▶ [RECORDS]:
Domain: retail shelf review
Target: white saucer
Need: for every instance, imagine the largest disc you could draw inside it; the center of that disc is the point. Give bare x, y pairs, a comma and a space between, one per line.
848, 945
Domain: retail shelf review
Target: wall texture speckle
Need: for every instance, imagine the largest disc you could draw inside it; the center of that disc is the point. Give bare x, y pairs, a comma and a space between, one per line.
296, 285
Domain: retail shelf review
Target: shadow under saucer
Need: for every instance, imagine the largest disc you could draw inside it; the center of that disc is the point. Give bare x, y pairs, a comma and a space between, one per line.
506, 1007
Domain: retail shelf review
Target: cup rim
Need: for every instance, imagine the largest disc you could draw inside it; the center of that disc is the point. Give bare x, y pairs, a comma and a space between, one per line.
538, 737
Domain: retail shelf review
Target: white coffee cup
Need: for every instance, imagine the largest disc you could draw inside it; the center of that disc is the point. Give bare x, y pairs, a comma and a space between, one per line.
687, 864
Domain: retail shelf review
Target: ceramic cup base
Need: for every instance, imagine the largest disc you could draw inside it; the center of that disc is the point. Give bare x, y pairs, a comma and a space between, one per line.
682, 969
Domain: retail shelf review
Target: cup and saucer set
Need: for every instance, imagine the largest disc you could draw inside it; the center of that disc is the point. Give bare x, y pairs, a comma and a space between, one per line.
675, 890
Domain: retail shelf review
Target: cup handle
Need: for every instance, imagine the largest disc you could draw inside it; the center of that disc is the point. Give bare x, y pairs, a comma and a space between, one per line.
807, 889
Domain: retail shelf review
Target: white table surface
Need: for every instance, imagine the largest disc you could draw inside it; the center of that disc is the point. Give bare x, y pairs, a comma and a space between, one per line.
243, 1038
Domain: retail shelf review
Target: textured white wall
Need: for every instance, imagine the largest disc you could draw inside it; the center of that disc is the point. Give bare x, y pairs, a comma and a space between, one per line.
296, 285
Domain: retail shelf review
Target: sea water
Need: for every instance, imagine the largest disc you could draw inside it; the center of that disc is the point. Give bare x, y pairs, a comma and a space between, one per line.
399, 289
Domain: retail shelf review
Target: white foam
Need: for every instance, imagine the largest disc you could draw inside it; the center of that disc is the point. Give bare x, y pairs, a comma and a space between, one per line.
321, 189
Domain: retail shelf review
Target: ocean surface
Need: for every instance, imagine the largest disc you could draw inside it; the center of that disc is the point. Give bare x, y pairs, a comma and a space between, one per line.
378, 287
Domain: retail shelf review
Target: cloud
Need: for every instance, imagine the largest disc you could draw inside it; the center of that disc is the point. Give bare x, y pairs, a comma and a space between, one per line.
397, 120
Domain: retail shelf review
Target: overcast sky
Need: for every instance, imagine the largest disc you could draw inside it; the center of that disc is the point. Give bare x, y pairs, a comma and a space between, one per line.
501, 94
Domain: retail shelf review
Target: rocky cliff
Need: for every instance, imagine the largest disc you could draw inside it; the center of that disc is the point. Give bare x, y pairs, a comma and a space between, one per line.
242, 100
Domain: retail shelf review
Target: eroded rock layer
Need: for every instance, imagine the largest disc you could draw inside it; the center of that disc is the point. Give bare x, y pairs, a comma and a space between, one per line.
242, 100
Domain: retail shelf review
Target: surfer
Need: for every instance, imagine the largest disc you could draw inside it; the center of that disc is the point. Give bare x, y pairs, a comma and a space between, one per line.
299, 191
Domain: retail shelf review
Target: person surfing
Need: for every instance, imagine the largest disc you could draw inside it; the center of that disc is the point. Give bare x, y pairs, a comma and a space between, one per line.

▶ [TASK STATEMENT]:
Extract all of the data exactly as written.

▶ [OUTPUT FOR THIS EXERCISE]:
Domain: retail shelf review
Target: white saucer
Need: for every instance, imagine the largest disc you could draw inside it; the center of that disc is the point. Give bare x, y pairs, a comma and a space between, one per line.
848, 945
Domain: retail shelf review
Target: wall texture speckle
Need: for every instance, imagine the largest disc you could draw inside it; the center of that disc is the point. Give bare x, y pairs, a comma and a space between, one per line.
296, 285
Domain: retail shelf review
Target: shadow under saucer
Need: for every instance, imagine the largest disc you could draw inside it; the center of that disc is the point. Give bare x, y pairs, a comma and a space between, one per line.
506, 1007
Domain: retail shelf review
Target: cup rim
Need: for every instance, imagine the largest disc you could draw inside it; the center of that disc is the point. Give bare x, y pairs, a comma and a space between, one per line.
538, 737
Domain: retail shelf review
Target: white coffee cup
Need: for every instance, imagine the largest disc you could draw inside it; the center of that disc is the point. Give bare x, y pairs, a comma and a space between, one per line.
687, 864
Domain: retail shelf review
Target: ceramic cup base
Need: for every instance, imagine the largest disc you could draw inside it; the center of that disc is the point. Give bare x, y pairs, a comma and a space between, one per line.
682, 969
Domain: retail shelf review
Target: cup and saucer set
Need: for every instance, imagine the largest disc you could draw inside it; the center of that disc is the point. Give bare x, y pairs, a comma and a space between, one per line.
675, 890
Domain: retail shelf review
Target: cup handle
Need: for every instance, imagine the largest disc you could draw inside it; the center of that disc is the point. Give bare x, y pairs, a comma and a space between, one per line.
807, 889
Domain: retail shelf review
Target: white table surface
Need: for every instance, imagine the largest disc you could draw inside it; the center of that disc is the point. Give bare x, y pairs, a comma and a space between, one per line.
243, 1038
Domain: retail shelf review
Target: textured white wall
Need: for every instance, imagine the largest disc you could draw inside it; the center of that disc is the point. Give bare x, y pairs, a comma and a space between, one per line.
296, 285
Domain: retail shelf review
Target: sea water
Need: for every instance, imagine the largest disc you could draw inside it; the center of that disc is the point. Give bare x, y pairs, a comma and a space between, one per line.
399, 289
Domain: retail shelf review
Target: white foam
Need: for every instance, imagine the largest disc you could draw inside it; the center of that disc is the point. Give bare x, y pairs, a comma and a space between, one per line.
321, 189
Domain: retail shelf review
Target: ocean surface
Need: for every instance, imagine the largest disc you could draw inside it; the center of that disc is the point. Give bare x, y pairs, a comma and a space between, one per line.
378, 287
Domain: retail shelf review
Target: cloud
Need: for every instance, imagine the largest disc you could draw inside it; the center of that disc is the point. Give bare x, y pairs, a comma and a space between, one per line.
397, 120
Domain: retail shelf review
Target: overcast sky
Need: for every instance, imagine the largest disc you could draw inside it; the center of that disc is the point. Give bare x, y pairs, a comma and a space between, one per line.
501, 94
Domain: retail shelf review
Target: rocky cliff
Need: for every instance, imagine the largest disc you could draw inside it; the center of that disc is the point. Give bare x, y pairs, a comma and a space between, one per line.
242, 100
Domain: retail shelf review
Target: eroded rock layer
Need: for every instance, imagine the largest disc you could draw inside it; the center of that disc is the point. Give bare x, y pairs, a comma and a space between, one per line.
242, 100
Domain: retail shelf review
Target: surfer
Need: for every instance, imagine the largest disc you could draw inside it; the center of that disc is the point. Give bare x, y pairs, a comma and a space between, one per line.
299, 191
Domain: retail shelf review
Target: person surfing
Need: for every instance, imagine the largest disc you could draw inside it; the center of that disc is the point. Give bare x, y pairs, a comma and a space between, one per line.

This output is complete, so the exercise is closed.